Exercise objective: The answer should consist of all the entries, repeated word for word.

Records shown:
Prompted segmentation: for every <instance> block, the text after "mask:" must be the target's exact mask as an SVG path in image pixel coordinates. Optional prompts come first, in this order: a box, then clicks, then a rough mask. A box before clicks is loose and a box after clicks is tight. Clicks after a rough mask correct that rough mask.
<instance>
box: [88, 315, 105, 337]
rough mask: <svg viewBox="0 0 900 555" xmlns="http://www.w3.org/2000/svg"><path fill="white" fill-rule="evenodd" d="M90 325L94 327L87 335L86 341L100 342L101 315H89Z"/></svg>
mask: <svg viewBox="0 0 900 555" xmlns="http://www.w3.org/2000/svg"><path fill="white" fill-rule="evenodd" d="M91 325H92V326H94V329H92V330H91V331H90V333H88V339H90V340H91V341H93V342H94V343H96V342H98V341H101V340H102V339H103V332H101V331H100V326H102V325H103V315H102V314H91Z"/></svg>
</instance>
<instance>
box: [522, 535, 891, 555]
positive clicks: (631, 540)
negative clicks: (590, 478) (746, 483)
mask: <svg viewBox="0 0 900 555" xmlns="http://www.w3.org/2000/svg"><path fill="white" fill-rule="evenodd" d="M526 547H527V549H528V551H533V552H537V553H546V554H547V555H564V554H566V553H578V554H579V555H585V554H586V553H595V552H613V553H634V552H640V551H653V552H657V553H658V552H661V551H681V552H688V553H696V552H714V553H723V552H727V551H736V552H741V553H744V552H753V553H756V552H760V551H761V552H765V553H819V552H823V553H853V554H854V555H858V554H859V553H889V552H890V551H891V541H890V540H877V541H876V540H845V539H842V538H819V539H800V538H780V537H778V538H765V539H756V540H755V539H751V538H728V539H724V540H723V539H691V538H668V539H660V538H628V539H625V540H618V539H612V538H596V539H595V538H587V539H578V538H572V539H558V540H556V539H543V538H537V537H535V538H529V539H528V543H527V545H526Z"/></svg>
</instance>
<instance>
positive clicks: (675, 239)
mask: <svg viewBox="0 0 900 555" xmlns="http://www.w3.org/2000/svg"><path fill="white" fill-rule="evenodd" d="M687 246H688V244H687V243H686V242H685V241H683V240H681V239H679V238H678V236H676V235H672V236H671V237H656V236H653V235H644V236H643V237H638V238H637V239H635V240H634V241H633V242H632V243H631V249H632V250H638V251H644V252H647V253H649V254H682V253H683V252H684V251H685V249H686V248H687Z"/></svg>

Answer to the exercise:
Prompted segmentation: for every <instance> block, the text after "mask:" must be the target's exact mask as an SVG path in image pixel coordinates. Optional prompts come first, in this order: a box, then clicks, then a rough mask. A box before clicks is loose and a box after clicks is tight. Clicks after a rough mask correct that rough mask.
<instance>
box: [88, 315, 105, 337]
rough mask: <svg viewBox="0 0 900 555" xmlns="http://www.w3.org/2000/svg"><path fill="white" fill-rule="evenodd" d="M90 325L94 327L87 335L86 341L100 342L101 315H89Z"/></svg>
mask: <svg viewBox="0 0 900 555" xmlns="http://www.w3.org/2000/svg"><path fill="white" fill-rule="evenodd" d="M91 325H92V326H94V329H92V330H91V331H90V333H88V339H90V340H91V341H93V342H94V343H96V342H98V341H101V340H102V339H103V332H101V331H100V326H102V325H103V315H102V314H91Z"/></svg>
</instance>
<instance>
box: [522, 535, 891, 555]
positive clicks: (631, 540)
negative clicks: (590, 478) (746, 483)
mask: <svg viewBox="0 0 900 555" xmlns="http://www.w3.org/2000/svg"><path fill="white" fill-rule="evenodd" d="M526 547H527V549H528V551H533V552H537V553H546V554H547V555H564V554H566V553H578V554H579V555H585V554H586V553H595V552H613V553H634V552H640V551H653V552H657V553H658V552H661V551H681V552H688V553H696V552H714V553H723V552H727V551H736V552H741V553H744V552H753V553H756V552H760V551H761V552H765V553H819V552H823V553H853V554H854V555H858V554H859V553H889V552H890V551H891V541H890V540H877V541H876V540H845V539H842V538H819V539H800V538H780V537H778V538H765V539H756V540H755V539H751V538H728V539H724V540H723V539H691V538H668V539H660V538H628V539H625V540H618V539H612V538H596V539H595V538H587V539H578V538H572V539H558V540H556V539H543V538H537V537H535V538H529V539H528V543H527V545H526Z"/></svg>
</instance>
<instance>
positive clicks: (675, 239)
mask: <svg viewBox="0 0 900 555" xmlns="http://www.w3.org/2000/svg"><path fill="white" fill-rule="evenodd" d="M687 246H688V244H687V243H686V242H685V241H683V240H681V239H679V238H678V236H676V235H672V236H671V237H656V236H653V235H644V236H643V237H638V238H637V239H635V240H634V241H633V242H632V243H631V249H632V250H638V251H644V252H647V253H649V254H682V253H683V252H684V251H685V249H686V248H687Z"/></svg>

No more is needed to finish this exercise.